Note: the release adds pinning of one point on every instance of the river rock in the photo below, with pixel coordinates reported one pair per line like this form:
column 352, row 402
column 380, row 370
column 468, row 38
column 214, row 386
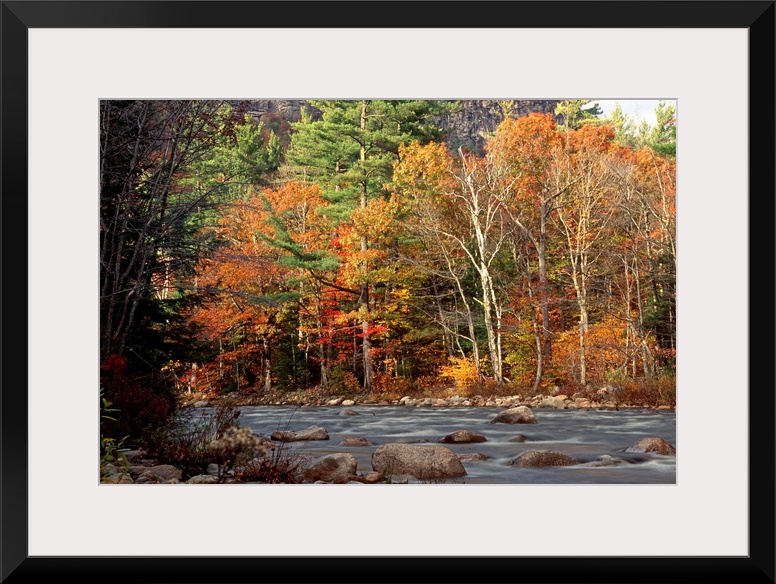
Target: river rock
column 536, row 458
column 472, row 456
column 516, row 415
column 355, row 441
column 202, row 480
column 421, row 461
column 552, row 402
column 311, row 433
column 162, row 472
column 652, row 444
column 462, row 437
column 606, row 460
column 337, row 468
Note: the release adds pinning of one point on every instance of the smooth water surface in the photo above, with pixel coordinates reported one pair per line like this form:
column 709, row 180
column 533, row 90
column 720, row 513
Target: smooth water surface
column 584, row 435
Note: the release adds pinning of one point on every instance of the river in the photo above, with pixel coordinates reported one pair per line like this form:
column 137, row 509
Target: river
column 581, row 434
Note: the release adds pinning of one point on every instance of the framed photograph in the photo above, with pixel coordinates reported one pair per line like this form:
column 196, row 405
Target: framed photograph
column 65, row 62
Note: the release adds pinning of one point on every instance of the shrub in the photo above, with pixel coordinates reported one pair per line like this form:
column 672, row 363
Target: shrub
column 139, row 410
column 184, row 442
column 235, row 446
column 278, row 466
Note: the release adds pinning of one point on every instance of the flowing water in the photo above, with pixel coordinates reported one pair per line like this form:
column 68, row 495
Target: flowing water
column 581, row 434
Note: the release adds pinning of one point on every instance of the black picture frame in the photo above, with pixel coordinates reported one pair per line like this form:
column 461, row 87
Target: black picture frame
column 15, row 564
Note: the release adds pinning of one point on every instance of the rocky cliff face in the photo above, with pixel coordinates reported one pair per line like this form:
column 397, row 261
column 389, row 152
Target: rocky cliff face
column 477, row 118
column 467, row 127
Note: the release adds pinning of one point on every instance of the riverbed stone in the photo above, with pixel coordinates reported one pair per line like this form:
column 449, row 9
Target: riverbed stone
column 539, row 458
column 337, row 468
column 606, row 460
column 203, row 480
column 421, row 461
column 462, row 437
column 162, row 472
column 652, row 444
column 311, row 433
column 472, row 456
column 355, row 441
column 552, row 402
column 516, row 415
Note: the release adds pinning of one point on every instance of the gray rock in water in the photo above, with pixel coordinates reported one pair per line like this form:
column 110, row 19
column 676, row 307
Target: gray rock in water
column 421, row 461
column 652, row 444
column 337, row 468
column 538, row 458
column 472, row 456
column 355, row 441
column 311, row 433
column 606, row 460
column 162, row 472
column 462, row 437
column 516, row 415
column 202, row 480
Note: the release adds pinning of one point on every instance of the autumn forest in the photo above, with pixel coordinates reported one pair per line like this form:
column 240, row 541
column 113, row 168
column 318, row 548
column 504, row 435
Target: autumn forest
column 365, row 248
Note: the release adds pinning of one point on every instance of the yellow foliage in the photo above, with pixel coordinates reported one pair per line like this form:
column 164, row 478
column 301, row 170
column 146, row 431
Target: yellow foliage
column 462, row 372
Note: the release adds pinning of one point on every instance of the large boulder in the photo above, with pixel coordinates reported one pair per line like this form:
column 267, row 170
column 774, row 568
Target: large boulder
column 652, row 444
column 516, row 415
column 311, row 433
column 420, row 461
column 333, row 468
column 462, row 437
column 536, row 458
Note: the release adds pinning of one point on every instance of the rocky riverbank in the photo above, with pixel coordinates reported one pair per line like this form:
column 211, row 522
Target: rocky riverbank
column 399, row 461
column 605, row 398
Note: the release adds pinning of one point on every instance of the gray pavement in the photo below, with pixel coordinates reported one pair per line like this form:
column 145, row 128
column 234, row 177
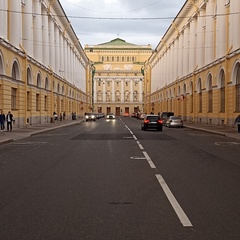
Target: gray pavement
column 30, row 130
column 27, row 131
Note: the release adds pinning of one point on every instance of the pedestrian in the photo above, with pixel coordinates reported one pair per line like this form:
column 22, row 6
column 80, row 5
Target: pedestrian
column 2, row 121
column 9, row 119
column 237, row 122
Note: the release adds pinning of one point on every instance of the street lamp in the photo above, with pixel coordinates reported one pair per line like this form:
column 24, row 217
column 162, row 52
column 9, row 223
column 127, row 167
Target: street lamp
column 93, row 73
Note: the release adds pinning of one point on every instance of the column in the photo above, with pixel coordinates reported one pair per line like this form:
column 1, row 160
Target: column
column 113, row 90
column 131, row 90
column 186, row 51
column 15, row 23
column 140, row 90
column 4, row 20
column 104, row 90
column 57, row 51
column 45, row 37
column 200, row 40
column 27, row 25
column 192, row 45
column 37, row 31
column 51, row 43
column 221, row 29
column 209, row 49
column 234, row 24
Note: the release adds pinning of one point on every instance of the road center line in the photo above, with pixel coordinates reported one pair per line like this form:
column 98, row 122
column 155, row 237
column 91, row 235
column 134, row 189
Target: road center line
column 149, row 160
column 177, row 208
column 140, row 145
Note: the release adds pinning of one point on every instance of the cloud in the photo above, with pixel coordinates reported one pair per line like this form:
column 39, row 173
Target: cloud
column 98, row 21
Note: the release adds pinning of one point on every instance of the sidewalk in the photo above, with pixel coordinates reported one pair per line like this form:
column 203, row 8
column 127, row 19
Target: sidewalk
column 30, row 130
column 220, row 130
column 19, row 133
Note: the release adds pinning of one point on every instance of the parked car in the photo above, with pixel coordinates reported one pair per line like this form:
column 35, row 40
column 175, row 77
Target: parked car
column 165, row 115
column 134, row 114
column 151, row 122
column 90, row 117
column 142, row 116
column 174, row 121
column 110, row 116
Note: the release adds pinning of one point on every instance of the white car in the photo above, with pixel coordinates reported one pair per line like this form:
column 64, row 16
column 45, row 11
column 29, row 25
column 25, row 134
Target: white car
column 110, row 116
column 90, row 117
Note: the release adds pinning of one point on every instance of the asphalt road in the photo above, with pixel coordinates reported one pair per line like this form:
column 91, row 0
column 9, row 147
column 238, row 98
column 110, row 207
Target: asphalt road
column 110, row 180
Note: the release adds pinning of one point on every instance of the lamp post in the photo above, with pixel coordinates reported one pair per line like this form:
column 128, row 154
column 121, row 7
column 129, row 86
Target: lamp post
column 93, row 73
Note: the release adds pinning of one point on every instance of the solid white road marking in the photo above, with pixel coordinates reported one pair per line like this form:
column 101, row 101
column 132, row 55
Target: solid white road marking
column 177, row 208
column 135, row 137
column 149, row 160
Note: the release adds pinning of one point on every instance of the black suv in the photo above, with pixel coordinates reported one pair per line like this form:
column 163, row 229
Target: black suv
column 151, row 122
column 165, row 115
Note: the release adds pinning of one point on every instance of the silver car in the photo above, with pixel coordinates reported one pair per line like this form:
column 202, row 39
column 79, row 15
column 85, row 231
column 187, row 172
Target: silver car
column 174, row 121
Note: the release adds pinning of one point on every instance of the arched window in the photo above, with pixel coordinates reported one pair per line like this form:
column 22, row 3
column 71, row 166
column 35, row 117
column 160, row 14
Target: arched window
column 238, row 87
column 99, row 96
column 117, row 96
column 210, row 93
column 15, row 71
column 127, row 96
column 46, row 83
column 109, row 96
column 135, row 96
column 222, row 90
column 1, row 64
column 39, row 80
column 29, row 76
column 191, row 96
column 58, row 90
column 199, row 89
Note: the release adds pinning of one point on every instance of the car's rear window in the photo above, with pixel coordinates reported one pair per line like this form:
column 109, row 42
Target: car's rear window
column 153, row 118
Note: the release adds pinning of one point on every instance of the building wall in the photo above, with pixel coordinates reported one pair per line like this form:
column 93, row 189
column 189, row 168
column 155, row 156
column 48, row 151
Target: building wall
column 201, row 81
column 43, row 67
column 118, row 83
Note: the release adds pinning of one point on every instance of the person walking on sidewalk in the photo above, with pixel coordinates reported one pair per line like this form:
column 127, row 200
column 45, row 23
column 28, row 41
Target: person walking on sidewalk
column 9, row 119
column 2, row 121
column 237, row 122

--------------------------------

Required action
Show every line from the entries above in which "below" appears.

Answer to this problem
Note: the release adds pinning of one point on every instance of the river rock in the photo below, with pixel coordinates reported one pair per line like this form:
Note: the release adds pinning of one point on every instance of the gray pavement in the photo below, with pixel coordinates reported one pair per line like this form:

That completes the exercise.